╭─ Passage provided
Launching a SaaS startup is often chaotic, especially for the founder.
(This is supposedly a stressed founder in the astral plane)
Different roles need to be filled, while resources are tight, often causing the founder to wear many hats in the early stages.
Then, on top of it all, you have to consider marketing (and sales), which is likely the most involved but important part of gaining momentum for your business and scaling up to the next stage.
While marketing can be a pain in the ass (I’m saying this as a marketer myself), especially as a startup founder who doesn’t have any marketing experience, I’m hoping to make your life slightly more manageable by giving you a few options for allocating your marketing budget, and a few other things to keep in mind before your start your marketing initiatives for your brand and product.
Specifically, this article will help you determine how much of your budget you should allocate to your startup’s marketing efforts and how to use this budget to get the most ROI from your marketing spending, especially in the beginning when your cash flow and funds are limited.
Whatever stage of growth you’re at, this article will help you understand how to set the proper budget for your startup’s marketing efforts and where to allocate that budget.
How Much Should a Startup Spend on Marketing?
A startup should expect to spend around 15-20% of its annual revenue on marketing.
Revenue ($) | Marketing Spending at 15% ($) | Marketing Spending at 20% ($) |
50,000 | 7,500 | 10,000 |
100,000 | 15,000 | 20,000 |
500,000 | 75,000 | 100,000 |
Typically, startups start from 0 with brand awareness, so you’ll have to be slightly more aggressive with your marketing initiatives in the early stages.
Just aggressive enough to build momentum for your product and brand.
You have your great product idea, a product-market fit, and at least a minimum viable product, but no one has yet heard of your product.
Established SaaS companies already have a known brand, a developed pipeline, and all of their marketing channels, so they don’t have to be as aggressively growth-focused as an early-stage startup.
Even as a growth-stage startup, that’s when you’ll want to put the pedal to the metal with your marketing spend and capture that growing momentum.
While larger B2B SaaS companies might have higher average marketing budgets, it’s typically a smaller percentage of their annual revenue.
╰─
Requirement A:
Do these statements agree with the article on startup marketing budgets? For each, answer yes or no and quote the words of the article that decide it.
(i) A startup should expect to spend around 15-20% of its annual revenue on marketing.
(ii) Established SaaS companies need to be more aggressively growth-focused than early-stage startups.
(iii) Larger B2B SaaS companies typically spend a larger percentage of their annual revenue on marketing.
Requirement B:
What are all the marketing spending amounts in the table of the article on startup marketing budgets?
Requirement C:
Write the next few sentences of the article on startup marketing budgets, picking up after its last sentence.
╭─ Information provided
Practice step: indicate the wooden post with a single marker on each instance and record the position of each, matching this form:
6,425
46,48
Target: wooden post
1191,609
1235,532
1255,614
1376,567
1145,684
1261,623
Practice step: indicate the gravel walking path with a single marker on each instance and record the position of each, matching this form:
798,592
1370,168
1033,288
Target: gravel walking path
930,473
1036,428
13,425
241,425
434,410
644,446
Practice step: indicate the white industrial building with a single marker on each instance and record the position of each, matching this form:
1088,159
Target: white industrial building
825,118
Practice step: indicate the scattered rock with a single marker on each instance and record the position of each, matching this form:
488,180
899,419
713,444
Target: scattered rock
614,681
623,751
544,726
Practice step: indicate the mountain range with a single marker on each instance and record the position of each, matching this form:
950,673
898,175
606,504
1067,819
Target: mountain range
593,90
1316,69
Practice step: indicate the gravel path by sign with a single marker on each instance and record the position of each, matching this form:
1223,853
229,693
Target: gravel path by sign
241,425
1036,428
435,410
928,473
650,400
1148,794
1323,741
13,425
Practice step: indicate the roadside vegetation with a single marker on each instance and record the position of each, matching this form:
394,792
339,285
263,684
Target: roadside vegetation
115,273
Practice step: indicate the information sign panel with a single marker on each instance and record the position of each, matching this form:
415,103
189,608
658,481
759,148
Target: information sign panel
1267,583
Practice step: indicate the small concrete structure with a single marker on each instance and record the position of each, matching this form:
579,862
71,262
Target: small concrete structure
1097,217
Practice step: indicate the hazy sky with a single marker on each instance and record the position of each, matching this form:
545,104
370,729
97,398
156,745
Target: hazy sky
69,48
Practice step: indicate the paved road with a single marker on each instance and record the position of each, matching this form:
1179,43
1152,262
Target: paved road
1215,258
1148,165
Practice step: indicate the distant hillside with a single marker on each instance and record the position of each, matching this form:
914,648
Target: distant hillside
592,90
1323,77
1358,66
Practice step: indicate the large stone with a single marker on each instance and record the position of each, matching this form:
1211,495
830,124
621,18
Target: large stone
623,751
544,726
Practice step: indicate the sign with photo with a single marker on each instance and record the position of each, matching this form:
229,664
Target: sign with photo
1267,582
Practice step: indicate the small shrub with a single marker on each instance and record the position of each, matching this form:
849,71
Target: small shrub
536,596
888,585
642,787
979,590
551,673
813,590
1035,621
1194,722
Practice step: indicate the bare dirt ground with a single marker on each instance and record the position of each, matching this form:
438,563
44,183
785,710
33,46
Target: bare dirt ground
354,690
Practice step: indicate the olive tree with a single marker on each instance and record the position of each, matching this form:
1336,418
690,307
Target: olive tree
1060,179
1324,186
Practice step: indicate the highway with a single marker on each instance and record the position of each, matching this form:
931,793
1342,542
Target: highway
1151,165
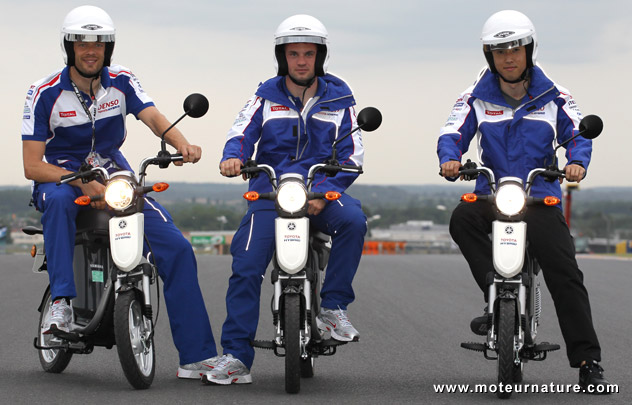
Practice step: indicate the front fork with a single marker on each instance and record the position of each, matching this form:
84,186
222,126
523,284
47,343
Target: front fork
142,276
306,290
505,289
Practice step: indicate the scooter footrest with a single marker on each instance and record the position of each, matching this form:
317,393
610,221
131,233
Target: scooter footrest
58,333
330,343
264,344
546,347
477,347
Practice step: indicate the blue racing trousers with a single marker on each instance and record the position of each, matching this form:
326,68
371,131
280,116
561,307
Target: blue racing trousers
177,266
252,249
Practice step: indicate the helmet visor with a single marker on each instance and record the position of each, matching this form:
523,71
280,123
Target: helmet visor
508,45
301,39
89,38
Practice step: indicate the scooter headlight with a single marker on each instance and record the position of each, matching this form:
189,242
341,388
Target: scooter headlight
292,196
119,194
510,197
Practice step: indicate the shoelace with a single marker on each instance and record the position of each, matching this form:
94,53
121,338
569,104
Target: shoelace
224,363
57,311
341,314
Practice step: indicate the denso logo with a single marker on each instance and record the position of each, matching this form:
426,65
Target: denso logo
108,105
279,108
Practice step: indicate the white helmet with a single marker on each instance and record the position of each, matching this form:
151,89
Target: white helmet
301,28
509,29
87,24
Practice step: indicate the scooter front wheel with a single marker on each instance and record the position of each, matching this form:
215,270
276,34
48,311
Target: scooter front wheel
134,340
52,360
505,345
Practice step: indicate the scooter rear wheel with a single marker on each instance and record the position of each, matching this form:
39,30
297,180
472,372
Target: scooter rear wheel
52,360
136,351
292,339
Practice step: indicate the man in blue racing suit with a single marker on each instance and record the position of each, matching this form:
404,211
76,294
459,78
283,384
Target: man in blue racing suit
293,118
517,114
77,115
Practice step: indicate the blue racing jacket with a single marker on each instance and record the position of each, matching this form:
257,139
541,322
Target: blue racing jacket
510,141
291,139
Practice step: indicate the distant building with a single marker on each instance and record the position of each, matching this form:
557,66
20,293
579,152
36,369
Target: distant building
419,235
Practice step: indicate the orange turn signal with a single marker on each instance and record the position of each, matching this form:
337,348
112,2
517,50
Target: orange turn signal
160,187
550,200
251,196
83,200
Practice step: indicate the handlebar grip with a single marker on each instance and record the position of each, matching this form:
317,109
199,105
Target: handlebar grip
67,176
469,174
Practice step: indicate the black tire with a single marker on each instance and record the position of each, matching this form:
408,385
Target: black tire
137,356
307,367
505,345
52,360
292,338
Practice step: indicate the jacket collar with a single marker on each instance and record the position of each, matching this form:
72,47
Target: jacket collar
331,89
488,89
66,84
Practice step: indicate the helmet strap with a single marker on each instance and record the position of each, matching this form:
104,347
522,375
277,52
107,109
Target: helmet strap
523,77
303,83
87,76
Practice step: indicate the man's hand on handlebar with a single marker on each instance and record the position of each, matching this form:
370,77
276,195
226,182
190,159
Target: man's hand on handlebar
451,169
315,207
190,154
92,189
574,172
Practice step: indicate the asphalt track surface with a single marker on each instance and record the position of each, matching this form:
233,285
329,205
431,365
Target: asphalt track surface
412,311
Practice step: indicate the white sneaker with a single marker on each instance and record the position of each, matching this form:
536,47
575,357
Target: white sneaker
228,370
196,370
337,322
60,315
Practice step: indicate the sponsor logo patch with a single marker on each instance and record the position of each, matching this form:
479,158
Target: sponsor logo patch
504,34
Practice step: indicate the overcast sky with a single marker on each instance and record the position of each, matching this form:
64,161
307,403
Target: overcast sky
409,58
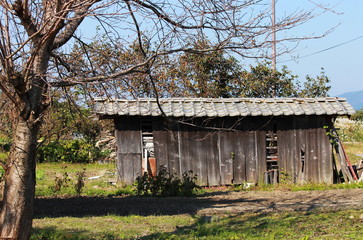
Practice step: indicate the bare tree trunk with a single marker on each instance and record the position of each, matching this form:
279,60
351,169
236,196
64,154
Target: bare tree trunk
17,206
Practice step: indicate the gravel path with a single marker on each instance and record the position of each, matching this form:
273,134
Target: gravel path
210,203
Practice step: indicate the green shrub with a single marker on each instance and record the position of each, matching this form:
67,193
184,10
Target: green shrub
166,185
61,181
78,186
72,151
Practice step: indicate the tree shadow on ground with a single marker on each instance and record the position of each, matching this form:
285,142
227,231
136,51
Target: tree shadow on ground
130,205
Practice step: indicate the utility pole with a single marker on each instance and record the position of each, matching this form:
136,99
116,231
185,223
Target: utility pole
273,57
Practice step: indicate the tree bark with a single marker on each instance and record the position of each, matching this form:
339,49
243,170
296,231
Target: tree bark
19,191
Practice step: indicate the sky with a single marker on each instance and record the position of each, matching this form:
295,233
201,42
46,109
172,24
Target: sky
342,49
339,53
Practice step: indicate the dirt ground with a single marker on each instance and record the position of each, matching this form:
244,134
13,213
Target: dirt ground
222,202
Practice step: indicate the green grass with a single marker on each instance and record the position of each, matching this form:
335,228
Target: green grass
347,224
105,185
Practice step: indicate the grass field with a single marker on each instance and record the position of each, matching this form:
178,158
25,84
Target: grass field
100,180
59,179
286,225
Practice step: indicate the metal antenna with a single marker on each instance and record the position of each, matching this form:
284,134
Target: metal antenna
273,36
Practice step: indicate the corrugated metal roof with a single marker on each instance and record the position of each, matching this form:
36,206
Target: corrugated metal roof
223,107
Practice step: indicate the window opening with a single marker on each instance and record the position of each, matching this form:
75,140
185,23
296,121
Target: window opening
148,158
271,175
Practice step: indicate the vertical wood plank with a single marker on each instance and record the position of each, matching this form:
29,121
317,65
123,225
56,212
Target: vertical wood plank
228,151
251,171
261,156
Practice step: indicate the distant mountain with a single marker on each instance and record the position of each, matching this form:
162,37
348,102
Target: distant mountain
354,98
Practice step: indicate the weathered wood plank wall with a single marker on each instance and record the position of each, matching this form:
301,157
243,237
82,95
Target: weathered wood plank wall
229,156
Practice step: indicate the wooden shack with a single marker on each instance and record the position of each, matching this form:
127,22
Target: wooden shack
226,141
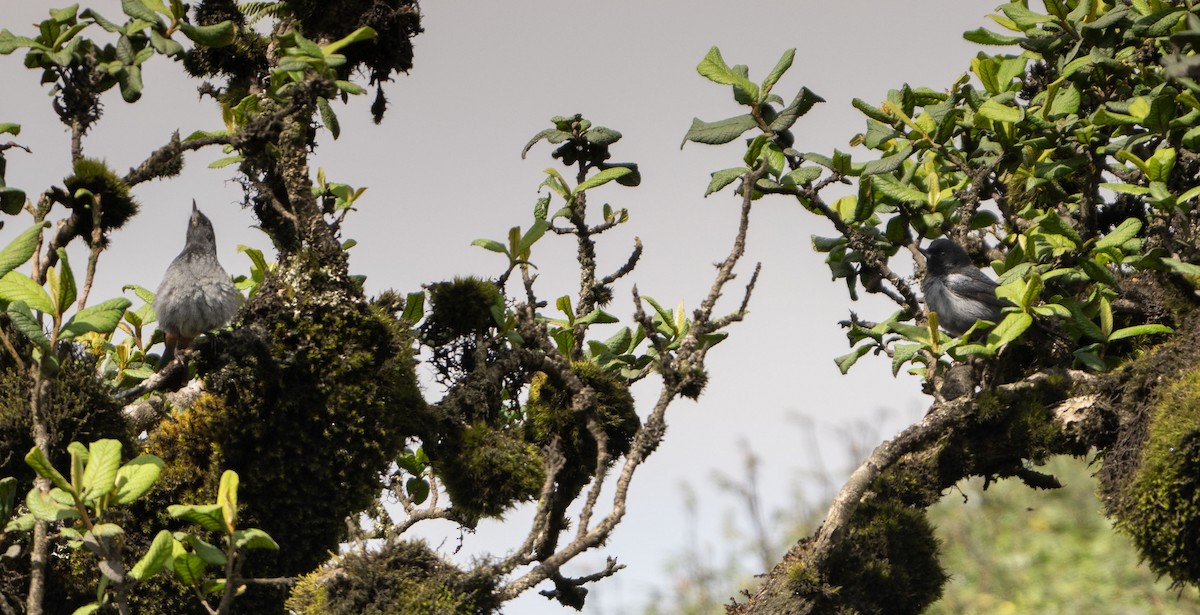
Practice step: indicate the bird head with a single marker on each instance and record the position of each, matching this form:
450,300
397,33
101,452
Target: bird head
943,256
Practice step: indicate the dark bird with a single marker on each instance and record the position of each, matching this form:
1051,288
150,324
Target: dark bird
196,293
957,290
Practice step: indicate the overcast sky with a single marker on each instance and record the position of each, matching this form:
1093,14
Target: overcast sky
444,169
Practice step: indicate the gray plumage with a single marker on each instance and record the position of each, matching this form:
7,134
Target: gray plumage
957,290
196,293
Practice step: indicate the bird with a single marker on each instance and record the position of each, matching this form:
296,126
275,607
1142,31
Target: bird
957,290
196,293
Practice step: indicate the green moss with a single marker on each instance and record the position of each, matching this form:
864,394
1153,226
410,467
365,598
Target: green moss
550,416
1162,511
887,563
491,471
118,204
460,308
401,579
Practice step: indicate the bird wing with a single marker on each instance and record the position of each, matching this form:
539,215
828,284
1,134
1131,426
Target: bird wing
972,284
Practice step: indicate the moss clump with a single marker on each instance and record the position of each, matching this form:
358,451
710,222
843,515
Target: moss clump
313,395
395,22
117,203
489,471
241,61
887,563
400,579
550,415
79,408
1162,506
460,308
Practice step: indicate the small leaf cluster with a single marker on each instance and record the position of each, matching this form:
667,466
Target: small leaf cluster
99,482
768,113
59,48
25,302
1073,157
582,143
190,556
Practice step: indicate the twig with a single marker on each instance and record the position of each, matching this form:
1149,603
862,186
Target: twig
97,238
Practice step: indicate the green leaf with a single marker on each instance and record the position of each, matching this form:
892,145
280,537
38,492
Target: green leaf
724,178
1055,225
101,317
47,507
1181,267
163,45
253,538
887,163
1008,329
984,36
847,360
361,34
215,35
1128,189
598,316
155,557
141,292
718,132
11,42
491,245
601,178
892,187
136,477
227,496
714,69
601,136
18,251
208,517
328,117
19,287
999,112
901,353
23,320
781,66
1140,329
36,459
189,568
551,135
207,551
100,475
532,236
66,290
414,308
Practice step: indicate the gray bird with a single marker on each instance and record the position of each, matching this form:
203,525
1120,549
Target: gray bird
196,293
957,290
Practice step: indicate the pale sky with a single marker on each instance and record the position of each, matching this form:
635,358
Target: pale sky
444,168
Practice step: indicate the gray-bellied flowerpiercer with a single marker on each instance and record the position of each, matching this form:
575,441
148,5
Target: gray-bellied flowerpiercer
957,290
196,293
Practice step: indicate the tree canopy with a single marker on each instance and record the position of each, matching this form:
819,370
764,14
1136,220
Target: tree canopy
1065,161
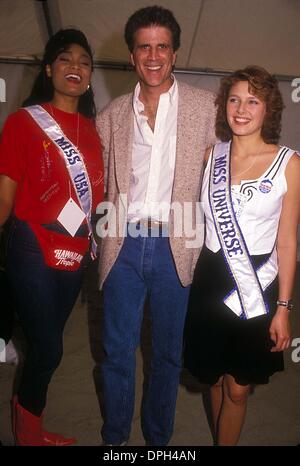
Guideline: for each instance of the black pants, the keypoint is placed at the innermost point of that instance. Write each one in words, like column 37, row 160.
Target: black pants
column 43, row 299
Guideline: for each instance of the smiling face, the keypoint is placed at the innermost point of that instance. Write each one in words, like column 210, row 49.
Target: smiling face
column 153, row 57
column 245, row 111
column 70, row 72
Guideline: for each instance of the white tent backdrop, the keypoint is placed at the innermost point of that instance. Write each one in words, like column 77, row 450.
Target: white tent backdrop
column 108, row 84
column 217, row 36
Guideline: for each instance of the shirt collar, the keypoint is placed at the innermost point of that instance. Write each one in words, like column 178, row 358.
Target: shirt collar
column 172, row 94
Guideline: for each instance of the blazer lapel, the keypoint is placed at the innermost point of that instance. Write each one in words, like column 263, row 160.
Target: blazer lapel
column 122, row 145
column 186, row 130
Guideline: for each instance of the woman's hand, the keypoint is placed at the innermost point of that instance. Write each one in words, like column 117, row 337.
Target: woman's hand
column 280, row 331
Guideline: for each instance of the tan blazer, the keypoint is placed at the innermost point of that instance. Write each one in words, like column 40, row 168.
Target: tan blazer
column 195, row 132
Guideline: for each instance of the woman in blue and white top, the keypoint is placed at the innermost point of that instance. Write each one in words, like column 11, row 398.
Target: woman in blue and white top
column 238, row 318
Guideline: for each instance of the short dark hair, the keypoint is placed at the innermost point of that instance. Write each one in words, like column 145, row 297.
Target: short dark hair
column 149, row 16
column 261, row 84
column 43, row 90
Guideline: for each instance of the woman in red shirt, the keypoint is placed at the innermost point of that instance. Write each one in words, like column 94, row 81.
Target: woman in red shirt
column 51, row 177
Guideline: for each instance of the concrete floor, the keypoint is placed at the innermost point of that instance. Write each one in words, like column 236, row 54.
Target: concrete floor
column 273, row 416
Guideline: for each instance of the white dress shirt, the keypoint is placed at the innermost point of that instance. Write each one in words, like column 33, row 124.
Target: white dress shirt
column 153, row 158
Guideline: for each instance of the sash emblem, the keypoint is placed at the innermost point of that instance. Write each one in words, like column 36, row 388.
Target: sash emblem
column 265, row 186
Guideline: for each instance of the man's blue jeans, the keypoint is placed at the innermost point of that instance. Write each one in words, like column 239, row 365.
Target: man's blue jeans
column 145, row 266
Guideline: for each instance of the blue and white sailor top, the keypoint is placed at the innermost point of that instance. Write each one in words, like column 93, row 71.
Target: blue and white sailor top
column 257, row 205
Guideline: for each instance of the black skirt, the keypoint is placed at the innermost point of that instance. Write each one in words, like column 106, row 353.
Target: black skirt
column 217, row 341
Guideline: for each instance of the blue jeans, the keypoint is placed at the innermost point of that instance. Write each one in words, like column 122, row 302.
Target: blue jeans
column 144, row 267
column 43, row 298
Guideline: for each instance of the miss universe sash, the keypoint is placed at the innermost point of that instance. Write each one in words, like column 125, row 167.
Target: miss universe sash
column 247, row 299
column 73, row 160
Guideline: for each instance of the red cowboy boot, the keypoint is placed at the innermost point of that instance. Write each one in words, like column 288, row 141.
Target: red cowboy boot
column 28, row 430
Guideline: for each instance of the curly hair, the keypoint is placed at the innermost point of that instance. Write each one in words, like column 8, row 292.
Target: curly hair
column 149, row 16
column 43, row 90
column 262, row 85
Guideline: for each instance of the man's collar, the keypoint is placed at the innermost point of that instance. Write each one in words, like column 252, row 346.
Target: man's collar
column 172, row 92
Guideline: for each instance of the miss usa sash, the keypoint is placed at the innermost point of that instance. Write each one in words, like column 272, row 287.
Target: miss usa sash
column 247, row 299
column 73, row 160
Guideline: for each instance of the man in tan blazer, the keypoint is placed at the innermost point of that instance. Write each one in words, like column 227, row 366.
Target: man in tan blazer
column 154, row 141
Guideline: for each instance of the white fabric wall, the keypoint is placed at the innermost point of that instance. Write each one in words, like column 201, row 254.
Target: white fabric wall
column 108, row 84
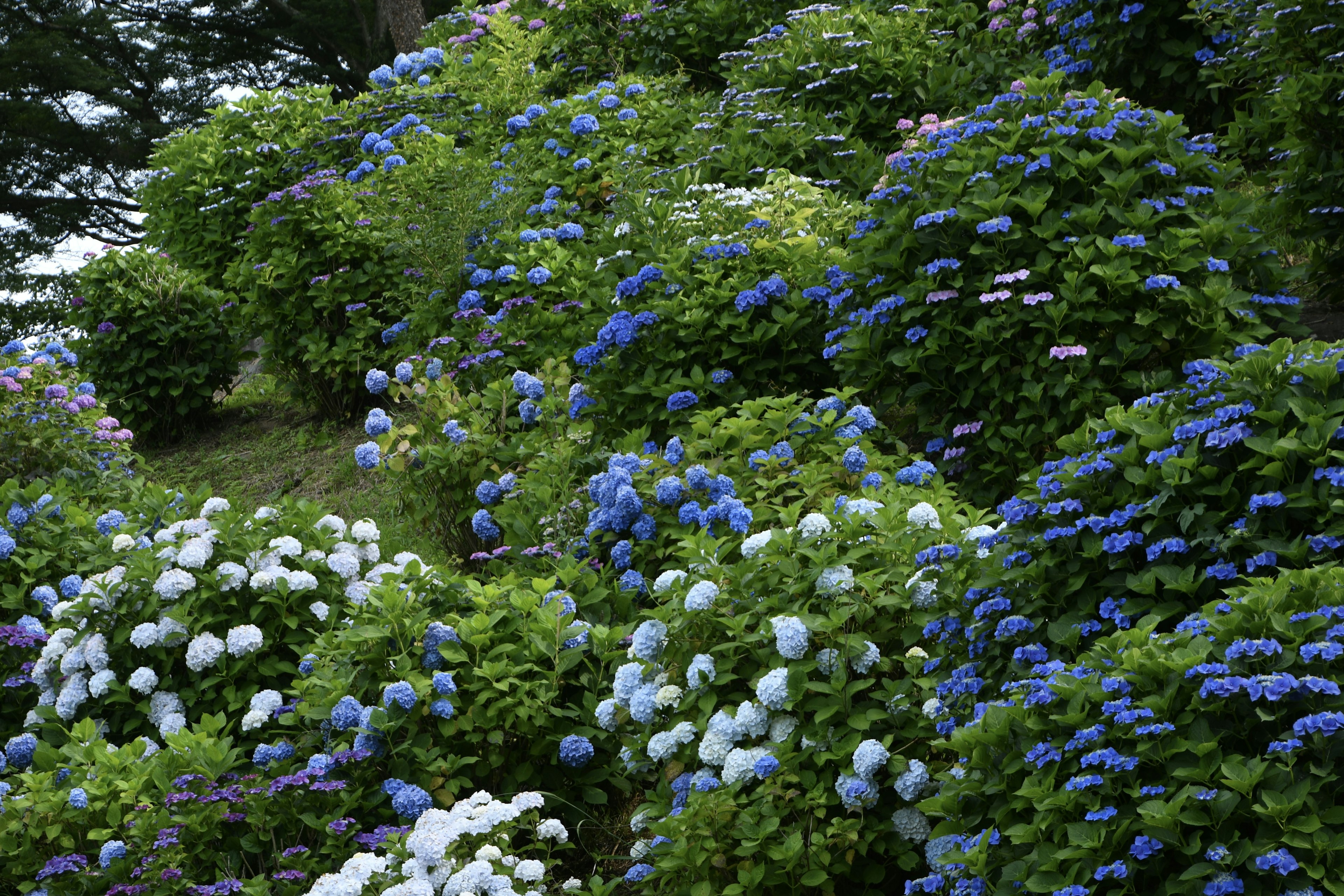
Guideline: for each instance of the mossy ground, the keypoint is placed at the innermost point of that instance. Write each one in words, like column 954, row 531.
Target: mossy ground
column 260, row 448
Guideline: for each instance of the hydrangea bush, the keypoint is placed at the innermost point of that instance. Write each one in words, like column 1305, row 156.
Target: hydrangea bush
column 56, row 424
column 1083, row 245
column 158, row 339
column 1187, row 762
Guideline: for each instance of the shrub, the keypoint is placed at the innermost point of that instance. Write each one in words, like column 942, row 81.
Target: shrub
column 1289, row 127
column 865, row 70
column 1148, row 763
column 158, row 339
column 1158, row 511
column 57, row 425
column 193, row 566
column 1083, row 261
column 1146, row 50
╰─
Task result A:
(i) Yes: "A startup should expect to spend around 15-20% of its annual revenue on marketing."
(ii) No: "so they don’t have to be as aggressively growth-focused as an early-stage startup."
(iii) No: "it’s typically a smaller percentage of their annual revenue."

Task result B:
$7,500; $10,000; $15,000; $20,000; $75,000; $100,000

Task result C:
Larger, more established B2B tech companies will generally spend only about 10-15% of their annual revenue on marketing activities and are typically more flexible with their marketing channels.
Source: Inc42
Unfortunately, if you’re in that seed to early stage, you won’t have the luxury of being conservative with your marketing budget.
And to top it off, your startup will likely use an entirely different set of marketing tactics compared to larger SaaS brands.
While larger B2B SaaS companies have the resources to spend on demand generation and brand awareness tactics, your startup should be focused on lead generation and client acquisition until you reach the point where you have a solid user base and pipeline.
You’ll also have to decide your marketing budget allocation.
You’ll have to consider:
- If more budget should go towards your marketing or sales team
- If you should spend more on ads or SEO
- How many marketing tools you can purchase
- How much you’ll need to allocate for market research
Assuming you’ve already determined your product-market fit and go-to-market strategy, these marketing costs will all come after that.
If you haven’t planned your GTM strategy or product-market fit, you’ll need to plan this out before you execute any marketing tactics.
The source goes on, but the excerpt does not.